» PROMPT 1
According to the heart transplantation abstract, how many patients were included in the retrospective study?
» PROMPT 2
Write the next part of the heart transplantation abstract, picking up after its last sentence.

» PAGE TEXT
Markus J. Barten, Germany

Cardiac Surgeon
University Heart and Vacular Center Hamburg

Abstract

Optimal dosing of cyclosporine and tacrolimus to improve medication adherence and to reduce drug costs after heart transplantation

Markus J. Barten1, Xiuang Hua1, Alexander Bernhardt1, Meike Rybczynski2, Hermann Reichenspurner1.

1Cardiovascular Surgery, University Heart and Vascular Center Hamburg, Hamburg, Germany; 2Cardiology, University Heart and Vascular Center Hamburg, Hamburg, Germany

Introduction: The number of daily tablets is shown to be crucial for medical adherence of patients after heart transplantation (HTx) to improve long-term outcome. In this study we identified two methods to reduce the daily count of tablets: substitution of innovator-Tacrolimus (TAC) with generic-TAC, which offer various dosages, and simplification and systematic adjustment of Cyclosporine A (CsA) intake. 
Methods: A retrospective study of the immunosuppressive therapy was conducted on 63 patients who received a HTx in our center from 2009 to 2014. The daily dosage was recorded and the daily tablet amount was counted. In a theoretic model, innovator-TAC was replaced by generic drug, which is available with five different dosages, with the same daily TAC-dosage. For ideal CsA-dosing, we established 3 models, namely model A, with systematic and targeted adjustment of partial CsA-dosages but keeping the same cumulative daily dose, and model B and C, with lowest daily pill count by allowing the change of cumulative daily dose within 5% and 10%, respectively. Then we compared the daily tablet amount and costs over the study period.

» Region pointing data
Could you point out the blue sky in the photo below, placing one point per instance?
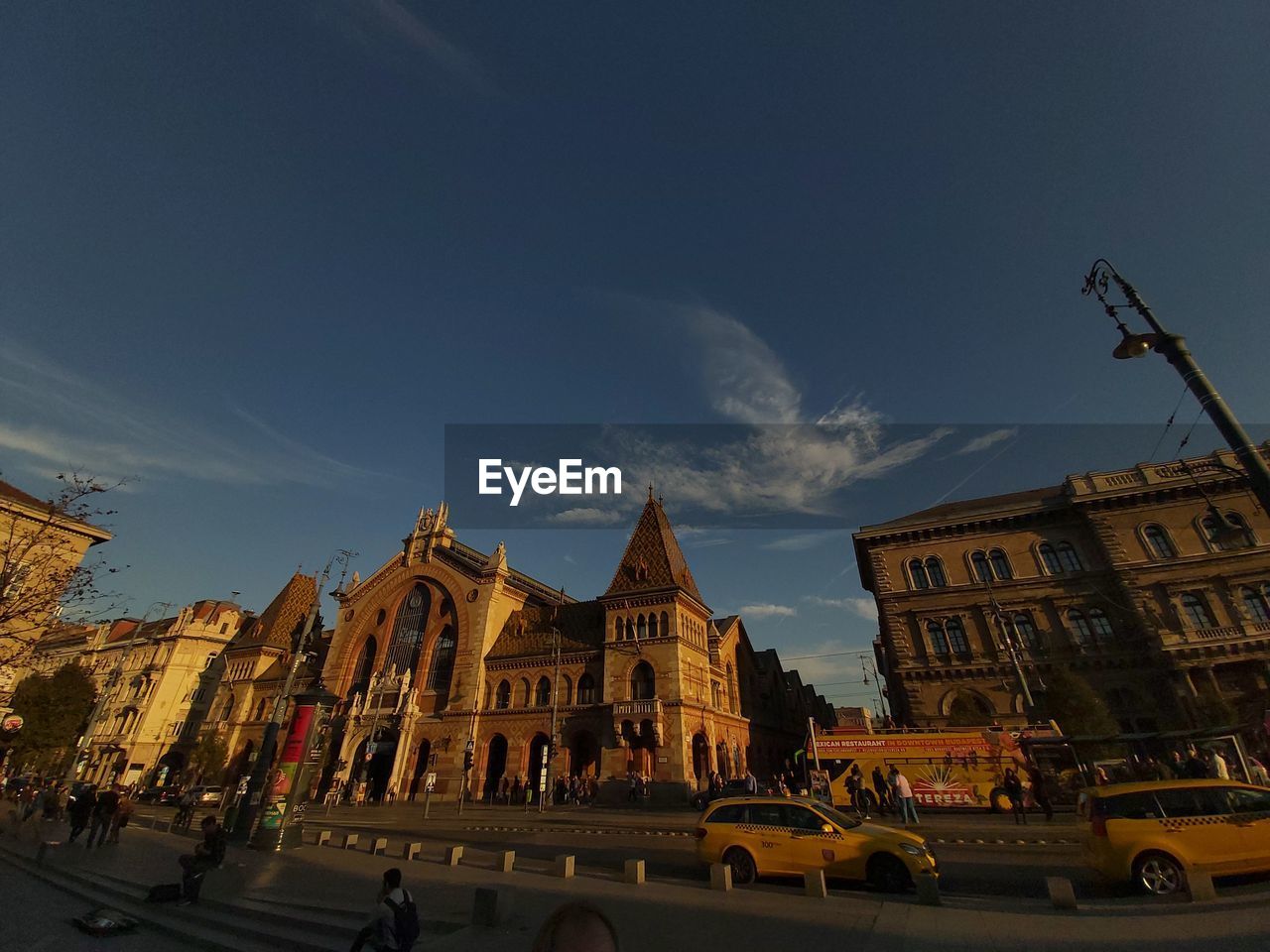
(258, 255)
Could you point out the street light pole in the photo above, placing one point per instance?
(1175, 350)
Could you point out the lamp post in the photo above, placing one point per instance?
(1173, 347)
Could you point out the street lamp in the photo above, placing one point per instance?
(1174, 349)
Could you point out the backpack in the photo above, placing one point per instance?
(405, 921)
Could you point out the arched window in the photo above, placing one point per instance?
(443, 660)
(982, 571)
(1159, 544)
(1069, 556)
(407, 642)
(939, 642)
(1197, 611)
(917, 574)
(1255, 601)
(1101, 624)
(1049, 557)
(935, 572)
(643, 682)
(1001, 563)
(1080, 629)
(1026, 631)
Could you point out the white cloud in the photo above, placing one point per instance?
(987, 439)
(864, 607)
(767, 611)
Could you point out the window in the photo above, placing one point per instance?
(1159, 543)
(1049, 557)
(1001, 563)
(1197, 611)
(1069, 556)
(585, 689)
(939, 643)
(982, 571)
(643, 682)
(1255, 602)
(443, 660)
(917, 574)
(1025, 631)
(935, 572)
(1080, 629)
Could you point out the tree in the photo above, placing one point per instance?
(55, 710)
(42, 572)
(208, 757)
(1076, 706)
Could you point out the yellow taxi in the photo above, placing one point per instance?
(1152, 833)
(790, 835)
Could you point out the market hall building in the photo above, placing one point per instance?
(444, 649)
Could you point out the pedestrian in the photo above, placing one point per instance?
(121, 816)
(103, 815)
(905, 797)
(1014, 788)
(208, 855)
(1040, 794)
(395, 921)
(80, 810)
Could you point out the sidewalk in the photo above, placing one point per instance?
(331, 883)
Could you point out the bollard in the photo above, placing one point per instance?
(1199, 887)
(720, 878)
(492, 906)
(813, 884)
(928, 890)
(1061, 892)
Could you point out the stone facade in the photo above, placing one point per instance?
(444, 649)
(1121, 576)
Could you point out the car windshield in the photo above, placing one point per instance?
(838, 817)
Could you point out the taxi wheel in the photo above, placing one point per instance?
(743, 870)
(888, 874)
(1159, 874)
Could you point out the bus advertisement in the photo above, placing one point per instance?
(947, 769)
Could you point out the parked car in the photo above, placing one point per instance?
(793, 835)
(1151, 834)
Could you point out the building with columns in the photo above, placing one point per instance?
(1153, 583)
(444, 649)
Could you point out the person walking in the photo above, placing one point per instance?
(905, 797)
(390, 925)
(208, 855)
(103, 815)
(1014, 788)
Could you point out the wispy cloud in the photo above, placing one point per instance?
(375, 23)
(71, 421)
(767, 611)
(987, 439)
(864, 607)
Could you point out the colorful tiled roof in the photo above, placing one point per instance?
(653, 558)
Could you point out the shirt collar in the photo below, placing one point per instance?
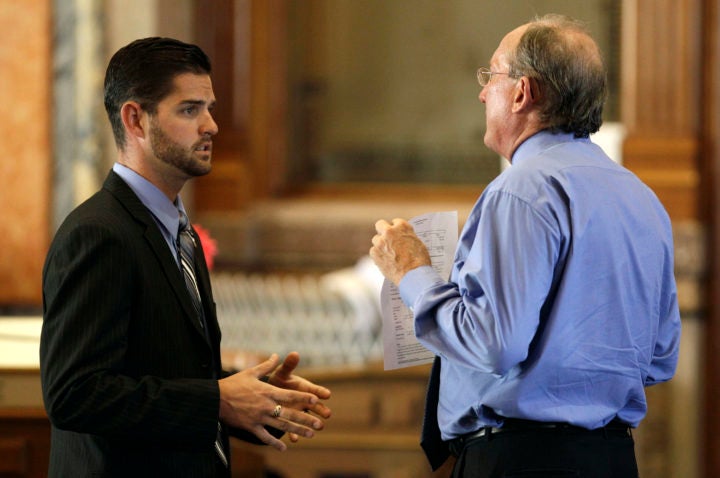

» EXERCISE RESPONSE 1
63 patients

» EXERCISE RESPONSE 2
Results: Our patient population was comparable to current international and national databases. The average innovator-TAC dosage was 4.8±3.3mg/d, and the daily innovator-TAC pill count was 4.1±1.7. The replacement of innovator-TAC by generic-TACcould lead to a 20.8% volume reduction of TAC tablets. The number of TAC tablets could be significantly decreased to an average of 3.3±1.1mg/day. Furthermore, an annually cost reduction of 19.2% (528 193.01€) could be achieved. The average CsA dosage was 148.9±42.6mg/day; the daily pill count was 4.3±1.1. Using model A, a 24.4% reduction of daily tablets intake could be achieved. Allowing an average change of the cumulative daily dose of 1.3±1.1% (model B) or 1.4±1.2% (model C) could result in a 34.3% and 39.2% reduction of daily tablet-count of CsA, respectively.
Conclusion: In this study we were able to show that the replacement of innovator-TAC by generic-TAC with multiple available dosages, and the simplification and systematic adjustment of CsA dosing could significantly reduce the daily tablet count, and even the total amount of cost. The reduction of the daily tablets could, therefore, increase medication adherence and help to improve outcome after HTx.